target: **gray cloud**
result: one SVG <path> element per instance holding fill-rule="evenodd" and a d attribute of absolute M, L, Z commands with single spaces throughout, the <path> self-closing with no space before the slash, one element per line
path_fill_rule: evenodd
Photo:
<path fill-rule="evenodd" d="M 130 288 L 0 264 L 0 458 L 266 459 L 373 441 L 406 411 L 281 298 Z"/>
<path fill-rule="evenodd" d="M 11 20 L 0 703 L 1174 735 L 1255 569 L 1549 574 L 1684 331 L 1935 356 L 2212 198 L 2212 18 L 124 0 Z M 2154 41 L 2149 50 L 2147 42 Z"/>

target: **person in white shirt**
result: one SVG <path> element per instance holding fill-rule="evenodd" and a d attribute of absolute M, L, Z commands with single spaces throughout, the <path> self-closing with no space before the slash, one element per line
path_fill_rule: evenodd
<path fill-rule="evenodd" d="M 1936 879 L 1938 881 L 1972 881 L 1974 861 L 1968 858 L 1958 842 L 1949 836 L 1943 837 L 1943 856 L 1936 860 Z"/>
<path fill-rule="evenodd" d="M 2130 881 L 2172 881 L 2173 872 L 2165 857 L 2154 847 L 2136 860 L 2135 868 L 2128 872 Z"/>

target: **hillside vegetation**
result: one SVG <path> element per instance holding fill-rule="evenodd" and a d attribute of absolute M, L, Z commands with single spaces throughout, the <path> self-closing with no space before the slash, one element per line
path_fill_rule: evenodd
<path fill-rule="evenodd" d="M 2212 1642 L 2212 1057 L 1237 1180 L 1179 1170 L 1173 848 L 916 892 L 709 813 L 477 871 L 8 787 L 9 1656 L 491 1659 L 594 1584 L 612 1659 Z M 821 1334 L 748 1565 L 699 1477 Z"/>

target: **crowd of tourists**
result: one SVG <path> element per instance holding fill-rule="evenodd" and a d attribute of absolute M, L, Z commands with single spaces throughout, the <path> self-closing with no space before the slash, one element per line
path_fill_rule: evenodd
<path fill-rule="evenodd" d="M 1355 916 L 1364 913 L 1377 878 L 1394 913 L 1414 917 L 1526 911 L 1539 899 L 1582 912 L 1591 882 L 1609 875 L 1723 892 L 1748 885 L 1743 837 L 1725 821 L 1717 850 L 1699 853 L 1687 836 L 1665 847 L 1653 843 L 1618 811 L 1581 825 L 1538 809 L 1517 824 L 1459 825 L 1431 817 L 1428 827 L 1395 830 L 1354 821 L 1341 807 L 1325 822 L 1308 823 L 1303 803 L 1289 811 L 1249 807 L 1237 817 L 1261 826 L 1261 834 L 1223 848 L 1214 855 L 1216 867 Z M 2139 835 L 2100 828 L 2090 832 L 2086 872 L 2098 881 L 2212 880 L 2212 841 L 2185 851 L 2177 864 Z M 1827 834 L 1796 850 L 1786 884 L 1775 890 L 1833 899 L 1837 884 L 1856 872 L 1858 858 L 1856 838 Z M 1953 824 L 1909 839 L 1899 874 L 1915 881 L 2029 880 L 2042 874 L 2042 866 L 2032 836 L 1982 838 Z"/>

####################

• WORK ORDER
Nothing is to be left out: set down all the records again exactly.

• RESULT
target: **gray cloud**
result: one SVG <path> element per instance holding fill-rule="evenodd" and a d attribute of absolute M, L, Z commands with single spaces throughout, the <path> self-closing with no space before the slash, one element per line
path_fill_rule: evenodd
Photo:
<path fill-rule="evenodd" d="M 130 288 L 0 264 L 0 458 L 266 459 L 373 441 L 406 411 L 281 298 Z"/>
<path fill-rule="evenodd" d="M 11 20 L 0 703 L 1174 735 L 1255 569 L 1549 574 L 1684 331 L 1935 356 L 2212 198 L 2212 18 L 124 0 Z M 2154 41 L 2149 50 L 2147 42 Z"/>

target: **person in white shirt**
result: one SVG <path> element per instance holding fill-rule="evenodd" and a d attribute of absolute M, L, Z commands with single spaces throughout, the <path> self-closing with no space before the slash, one element per line
path_fill_rule: evenodd
<path fill-rule="evenodd" d="M 1936 879 L 1938 881 L 1972 881 L 1974 861 L 1968 858 L 1958 842 L 1949 836 L 1943 837 L 1943 856 L 1936 860 Z"/>
<path fill-rule="evenodd" d="M 2130 881 L 2172 881 L 2173 872 L 2165 857 L 2154 847 L 2136 860 L 2135 868 L 2128 872 Z"/>

target: **hillside vegetation**
result: one SVG <path> element per instance holding fill-rule="evenodd" and a d attribute of absolute M, L, Z commands with single spaces throughout, the <path> self-closing with no space before the slash, one element per line
path_fill_rule: evenodd
<path fill-rule="evenodd" d="M 2212 1642 L 2212 1057 L 1237 1180 L 1179 1170 L 1173 848 L 916 892 L 709 813 L 477 871 L 8 787 L 9 1656 L 491 1659 L 594 1584 L 612 1659 Z M 821 1334 L 748 1565 L 699 1477 Z"/>

target: **crowd of tourists**
result: one SVG <path> element per instance holding fill-rule="evenodd" and a d attribute of absolute M, L, Z commands with single spaces throughout, the <path> self-closing with no space before the slash, one element per line
path_fill_rule: evenodd
<path fill-rule="evenodd" d="M 1355 916 L 1364 913 L 1377 878 L 1394 913 L 1414 917 L 1526 911 L 1539 899 L 1582 912 L 1591 882 L 1609 875 L 1723 892 L 1748 885 L 1743 837 L 1725 821 L 1717 850 L 1699 853 L 1687 836 L 1665 847 L 1653 843 L 1618 811 L 1581 825 L 1538 809 L 1517 824 L 1459 825 L 1431 817 L 1428 827 L 1395 830 L 1354 821 L 1341 807 L 1325 822 L 1308 823 L 1303 803 L 1289 811 L 1249 807 L 1237 817 L 1261 826 L 1261 834 L 1223 848 L 1214 855 L 1216 867 Z M 2139 835 L 2100 828 L 2090 832 L 2086 872 L 2098 881 L 2212 880 L 2212 841 L 2185 851 L 2177 864 Z M 1827 834 L 1796 850 L 1786 884 L 1775 890 L 1833 899 L 1837 884 L 1856 872 L 1858 858 L 1856 838 Z M 1953 824 L 1909 839 L 1899 874 L 1915 881 L 2029 880 L 2042 874 L 2042 866 L 2032 836 L 1982 838 Z"/>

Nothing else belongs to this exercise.